## [Records to use]
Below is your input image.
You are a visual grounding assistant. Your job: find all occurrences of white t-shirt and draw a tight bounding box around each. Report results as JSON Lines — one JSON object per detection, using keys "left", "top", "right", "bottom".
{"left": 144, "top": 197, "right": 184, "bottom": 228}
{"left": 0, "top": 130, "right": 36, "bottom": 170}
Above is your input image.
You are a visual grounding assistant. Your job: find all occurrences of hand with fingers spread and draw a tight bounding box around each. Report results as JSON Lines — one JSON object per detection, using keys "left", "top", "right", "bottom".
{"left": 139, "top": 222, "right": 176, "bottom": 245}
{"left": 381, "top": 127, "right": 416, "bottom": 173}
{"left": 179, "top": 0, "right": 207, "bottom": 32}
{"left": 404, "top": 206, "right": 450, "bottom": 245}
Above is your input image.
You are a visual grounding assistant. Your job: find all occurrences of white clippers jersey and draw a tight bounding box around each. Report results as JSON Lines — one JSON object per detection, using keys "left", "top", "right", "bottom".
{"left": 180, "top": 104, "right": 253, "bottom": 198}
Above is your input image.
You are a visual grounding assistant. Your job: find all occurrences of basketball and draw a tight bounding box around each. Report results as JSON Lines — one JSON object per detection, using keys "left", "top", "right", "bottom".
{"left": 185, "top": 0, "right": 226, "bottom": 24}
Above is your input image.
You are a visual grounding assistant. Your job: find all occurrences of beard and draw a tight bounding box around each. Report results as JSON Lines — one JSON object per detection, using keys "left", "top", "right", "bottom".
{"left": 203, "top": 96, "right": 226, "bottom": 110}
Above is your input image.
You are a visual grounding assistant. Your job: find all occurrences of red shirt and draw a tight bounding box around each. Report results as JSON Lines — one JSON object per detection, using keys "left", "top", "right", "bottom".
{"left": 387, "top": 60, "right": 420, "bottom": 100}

## [Exercise brief]
The answer must be a word-for-word restatement of the records.

## [Your solution]
Below is your input image.
You are a visual grounding assistant. Your job: find all occurrences of white t-shirt and draw a tight bounding box around each. Report results as JSON Lines — one JSON object per detection, using keys "left", "top", "right", "bottom".
{"left": 144, "top": 197, "right": 184, "bottom": 228}
{"left": 0, "top": 130, "right": 36, "bottom": 170}
Above is your input image.
You are a visual grounding assistant. Your job: find all occurrences of hand with fingers spread and draw a tight bounding box around each. Report results as JSON Lines — one JSON object per detection, using keys "left", "top", "right", "bottom".
{"left": 139, "top": 222, "right": 176, "bottom": 245}
{"left": 381, "top": 127, "right": 416, "bottom": 173}
{"left": 179, "top": 0, "right": 207, "bottom": 32}
{"left": 404, "top": 206, "right": 450, "bottom": 245}
Above is your input image.
You are a visual grounding assistant. Your job: find all occurrences of white clippers jersey and draw a tight bounding box around each. Report results as JSON Lines — one JSON object per detection, using keys "left", "top", "right", "bottom".
{"left": 180, "top": 104, "right": 253, "bottom": 198}
Above is your input image.
You are a visual grounding assistant. Your job: find all occurrences of basketball and draw a tight bounding box around each. Report results as JSON Lines — one JSON object per detection, using keys "left", "top", "right", "bottom".
{"left": 185, "top": 0, "right": 226, "bottom": 24}
Above is your input image.
You are a visual grounding assistant. Your job: find all occurrences of beard and draw a tight bounding box around each. Report results as JSON Lines — one JSON object per detection, using keys "left", "top", "right", "bottom".
{"left": 203, "top": 96, "right": 226, "bottom": 110}
Above is your input image.
You are a visual grounding assistant. Your job: find all occurrences of red shirt and draw a tight bounding box around each. Report results as JSON Lines — one JSON object per detection, using keys "left", "top", "right", "bottom".
{"left": 387, "top": 60, "right": 420, "bottom": 100}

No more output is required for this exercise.